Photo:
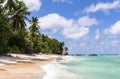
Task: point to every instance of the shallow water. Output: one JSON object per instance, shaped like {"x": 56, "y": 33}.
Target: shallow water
{"x": 96, "y": 67}
{"x": 85, "y": 67}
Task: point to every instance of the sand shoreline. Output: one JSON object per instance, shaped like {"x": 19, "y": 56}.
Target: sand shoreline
{"x": 27, "y": 67}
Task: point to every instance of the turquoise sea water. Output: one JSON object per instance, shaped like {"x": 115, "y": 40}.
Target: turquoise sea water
{"x": 95, "y": 67}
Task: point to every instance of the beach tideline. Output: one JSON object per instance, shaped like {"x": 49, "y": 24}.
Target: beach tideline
{"x": 28, "y": 67}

→ **EXERCISE BRIEF**:
Copy all of the material above verbatim, omitting the picture.

→ **RESULT FOR THIS TASK**:
Photo:
Task: point to every instance of the shallow water. Output: one JSON object per instance, shaped like {"x": 56, "y": 33}.
Target: shallow water
{"x": 96, "y": 67}
{"x": 85, "y": 67}
Task: point to every instance of the sand shoreline. Output: one JSON object per instance, shaped like {"x": 19, "y": 56}.
Target: sand shoreline
{"x": 27, "y": 67}
Task: point to every instance of the turquoise sea water. Output: one JSON object per instance, shaped like {"x": 115, "y": 40}.
Target: turquoise sea water
{"x": 95, "y": 67}
Task: point to every instance of the beach tideline. Output: one JSON object per instance, shaped like {"x": 49, "y": 24}.
Target: beach tideline
{"x": 28, "y": 67}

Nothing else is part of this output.